Please filter the entries and return only the lines that include "jacket".

+--

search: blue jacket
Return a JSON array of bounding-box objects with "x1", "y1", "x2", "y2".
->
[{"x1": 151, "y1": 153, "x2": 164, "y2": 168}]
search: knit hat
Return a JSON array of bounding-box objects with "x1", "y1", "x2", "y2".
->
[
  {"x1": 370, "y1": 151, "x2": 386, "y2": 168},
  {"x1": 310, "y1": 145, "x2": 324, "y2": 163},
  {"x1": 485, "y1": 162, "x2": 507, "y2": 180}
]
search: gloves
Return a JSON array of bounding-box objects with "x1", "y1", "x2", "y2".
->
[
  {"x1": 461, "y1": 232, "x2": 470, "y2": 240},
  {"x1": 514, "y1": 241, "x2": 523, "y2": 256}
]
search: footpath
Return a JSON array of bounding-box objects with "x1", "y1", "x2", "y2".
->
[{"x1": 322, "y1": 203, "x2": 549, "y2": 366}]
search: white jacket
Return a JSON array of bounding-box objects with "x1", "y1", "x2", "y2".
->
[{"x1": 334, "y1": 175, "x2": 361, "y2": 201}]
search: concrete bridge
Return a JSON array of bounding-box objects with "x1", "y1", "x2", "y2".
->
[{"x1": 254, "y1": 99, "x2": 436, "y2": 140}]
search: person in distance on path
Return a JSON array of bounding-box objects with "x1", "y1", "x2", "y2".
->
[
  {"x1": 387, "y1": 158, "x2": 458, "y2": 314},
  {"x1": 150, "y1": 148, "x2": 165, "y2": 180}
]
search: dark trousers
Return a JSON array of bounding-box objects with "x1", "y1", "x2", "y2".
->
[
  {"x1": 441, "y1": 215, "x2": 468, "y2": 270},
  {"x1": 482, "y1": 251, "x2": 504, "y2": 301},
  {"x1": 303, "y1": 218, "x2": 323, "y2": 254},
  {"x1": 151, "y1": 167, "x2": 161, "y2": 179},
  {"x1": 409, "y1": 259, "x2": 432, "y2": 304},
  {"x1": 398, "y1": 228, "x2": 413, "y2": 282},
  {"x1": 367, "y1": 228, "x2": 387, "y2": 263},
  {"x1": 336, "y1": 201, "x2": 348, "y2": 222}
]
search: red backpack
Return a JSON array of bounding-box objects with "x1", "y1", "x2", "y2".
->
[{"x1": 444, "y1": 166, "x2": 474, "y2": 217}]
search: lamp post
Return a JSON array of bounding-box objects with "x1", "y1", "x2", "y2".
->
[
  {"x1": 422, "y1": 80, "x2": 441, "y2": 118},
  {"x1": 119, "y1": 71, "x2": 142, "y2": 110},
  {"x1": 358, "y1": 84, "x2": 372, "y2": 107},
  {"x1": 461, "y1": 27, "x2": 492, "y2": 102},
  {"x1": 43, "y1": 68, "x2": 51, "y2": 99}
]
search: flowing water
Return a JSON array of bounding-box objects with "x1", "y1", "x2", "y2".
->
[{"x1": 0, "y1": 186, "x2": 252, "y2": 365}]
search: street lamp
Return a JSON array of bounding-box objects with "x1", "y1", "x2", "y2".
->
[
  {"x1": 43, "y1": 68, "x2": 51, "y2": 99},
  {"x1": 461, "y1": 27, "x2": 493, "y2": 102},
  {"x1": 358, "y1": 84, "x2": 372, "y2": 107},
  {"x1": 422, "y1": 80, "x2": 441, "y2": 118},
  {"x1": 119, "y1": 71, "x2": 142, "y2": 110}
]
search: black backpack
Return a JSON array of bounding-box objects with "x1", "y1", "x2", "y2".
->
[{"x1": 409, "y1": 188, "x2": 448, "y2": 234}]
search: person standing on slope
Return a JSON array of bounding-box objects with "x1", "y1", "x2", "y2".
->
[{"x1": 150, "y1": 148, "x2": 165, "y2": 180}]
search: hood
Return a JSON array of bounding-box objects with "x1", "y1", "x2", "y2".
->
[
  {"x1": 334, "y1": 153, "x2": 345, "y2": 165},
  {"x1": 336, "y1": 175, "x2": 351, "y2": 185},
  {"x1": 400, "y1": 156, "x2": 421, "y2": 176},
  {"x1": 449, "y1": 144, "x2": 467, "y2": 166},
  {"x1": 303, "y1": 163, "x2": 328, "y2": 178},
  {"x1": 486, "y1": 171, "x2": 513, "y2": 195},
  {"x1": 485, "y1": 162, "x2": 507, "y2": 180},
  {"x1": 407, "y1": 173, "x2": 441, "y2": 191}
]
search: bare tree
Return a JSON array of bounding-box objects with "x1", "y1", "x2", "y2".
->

+--

■ **YOUR RESPONSE**
search: blue jacket
search: white jacket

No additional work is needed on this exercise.